▶ _Objetivo_
Prossiga com o texto sobre os novos escritores e a internet, escrevendo a continuação a partir da última frase apresentada.

▶ _Texto de leitura_
################
Ela destaca ainda que essa relação intima com a internet interfere na própria linguagem do grupo, tornando-a mais sincrética com as características da web. "A maioria já nasce impregnada disso. Mesmo que muitos não usem com frequência (a internet), mas são afetadas pela atmosfera da época", avalia. Tércia adverte, entretanto, que uma conclusão mais contundente sobre o assunto só poderia ser tomada com um estudo acadêmico. Esta é a constatação em primeira impressão.

O terceiro a nos guiar pelas letras do início do século é o escritor Jorge Pieiro. Ele participou das duas coletâneas Geração 90, de Nelson de Oliveira, e também coedita as revistas Caos Portátil. Apesar de considerar forçado o recorte proposto por Nelson, Pieiro dá dicas.

Anna K., Joyce Nunes, Mariana Marques e Natércia Pontes são os nomes que primeiro lhe vêm a mente, como destaques no conto. As quatro lançam em breve um livro coletivo com outros autores, entre os quais, o próprio Jorge, com narrativas sobre Fortaleza.

Ainda que compartilhe com Tércia a opinião de que esses novos escritores são marcados pela internet, Jorge alerta que isso não dá propriamente uma unidade, não cria um movimento para essa geração. "É apenas um condicionamento", ressalta. E como exemplo, ele cita ainda Airton Uchoa. "Estou lendo um romance que ele vai lançar, que é completamente diferente (do que é condicionado pela internet). Ele é verborrágico diante de uma situação que é concisa", revela.

A relação de novos talentos é extensa e este espaço curto. Como não poderia ficar de fora, completando nossa relação de 21 autores (à exemplo do livro de Nelson de Oliveira), citamos Sidney Rocha. Natural de Juazeiro do Norte e residente no Recife, Sidney é o único autor cearense que participa da coletânea dos Zero Zero. Ele publicou, em 2009, o livro de contos "Matriuska", pela editora Iluminuras. E que mais autores, outros bons escritores dessa geração, venham a nos contestar e ampliar este quadro.

A geração que faz o caminho inverso

Porta de entrada de dez entre dez novos escritores, a internet não tem quebrado o encanto das novas gerações como os velhos formatos do livro e das revistas. Se já da geração de 1990, Nelson de Oliveira compilou o livro "Geração 90: Manuscritos de Computador", na década seguinte, dos 00, à depender da tecnologia, os manuscritos estariam definitivamente digitalizados e o papel seria um mero capricho. O surgimento de inúmeros espaços virtuais para a literatura (que segue se multiplicando em sites, redes sociais, blogs, microblogs) facilitou a propagação de textos literários e o surgimento de inúmeros autores, dispersos em um amálgama confuso e volátil, onde muitas vezes não se sabe quem é o que, nem o que é de quem.
################
▶ _Material fornecido_
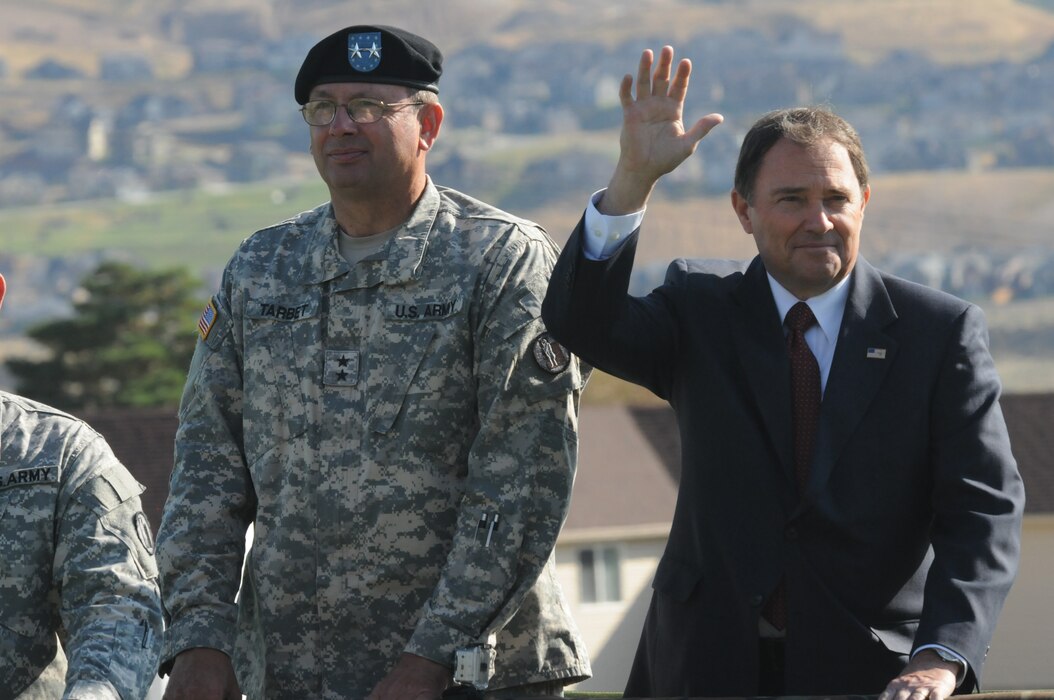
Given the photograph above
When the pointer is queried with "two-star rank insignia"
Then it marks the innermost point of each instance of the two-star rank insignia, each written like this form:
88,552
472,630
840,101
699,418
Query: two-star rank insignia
342,368
550,355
################
▶ _Resposta_
Diante desse caldo ciberespacial, percorrendo caminho inverso aos de 1990 (que migraram do impresso para a internet) os jovens escritores recorrem às mídias mais tradicionais em papel como jornais e revistas literárias, além do livro, como forma de se destacar e fixar seus nomes enquanto autores. Para Jorge Pieiro, que edita a revista Caos Portátil ao lado de Pedro Salgueiro, a tendência é que esses veículos ganhem novamente força após a euforia inicial da internet. "Estamos em uma fase de transição. Todos vão pensar ´esquece o livro, é tudo virtual´, mas acho que lá na frente volta. É o eterno retorno", defende.

Pedro Salgueiro calcula que entre 60% e 70% dos textos publicados na revista são de autoria de escritores que surgiram a partir do ano 2000. Apesar dos sites estarem em alta, os periódicos ainda mantêm sua função histórica de agrupar gerações escritores, a exemplo do jornal O Pão, jornal do grupo Padaria Espiritual, que marcou a virada do século XIX para o XX, a Revista Clã, editada nos anos 40 pelo grupo Clã, O saco, nos anos 70 e, à partir de 2005, a Caos Portátil. Pedro edita ainda a revista Para Mamíferos, ao lado de Glauco Sobreira, Nerilson Moreira, Tércia Montenegro e Jesus Irajacy. Muitos jovens autores cearenses também recorrem ainda a publicações em veículos não especializados, no exemplo recente da extinta Revista Aldeota, de cunho jornalístico, além de editoras locais, no caso dos livros, como a La Barca e a recém criada Dedo de Moça.

Para Jorge, os textos publicados em revistas eletrônicas não suprem o desejo dos autores de ter seu texto impresso. A revista é, nesse sentido, uma maneira de amplificar o que antes era personalista, publicado em um blog ou site pessoal. A revista serviria como forma de reconhecimento junto ao meio literário. "Se fulano escreve na revista A, B ou C, então ele já tem um grau de importância. No livro ele diz ´Ah, agora estou imortalizado´", brinca, justificando que o mesmo sentimento não acontece com a publicação na web.

Outro ponto que ajuda a justificar o número crescente de publicações em papel é o barateamento do processo, fruto também do avanço tecnológico, e iniciativas públicas e privadas de custeio das publicações. "Os editais propiciam que todo mundo publique. Coisa que, nos anos 90, nós não tínhamos".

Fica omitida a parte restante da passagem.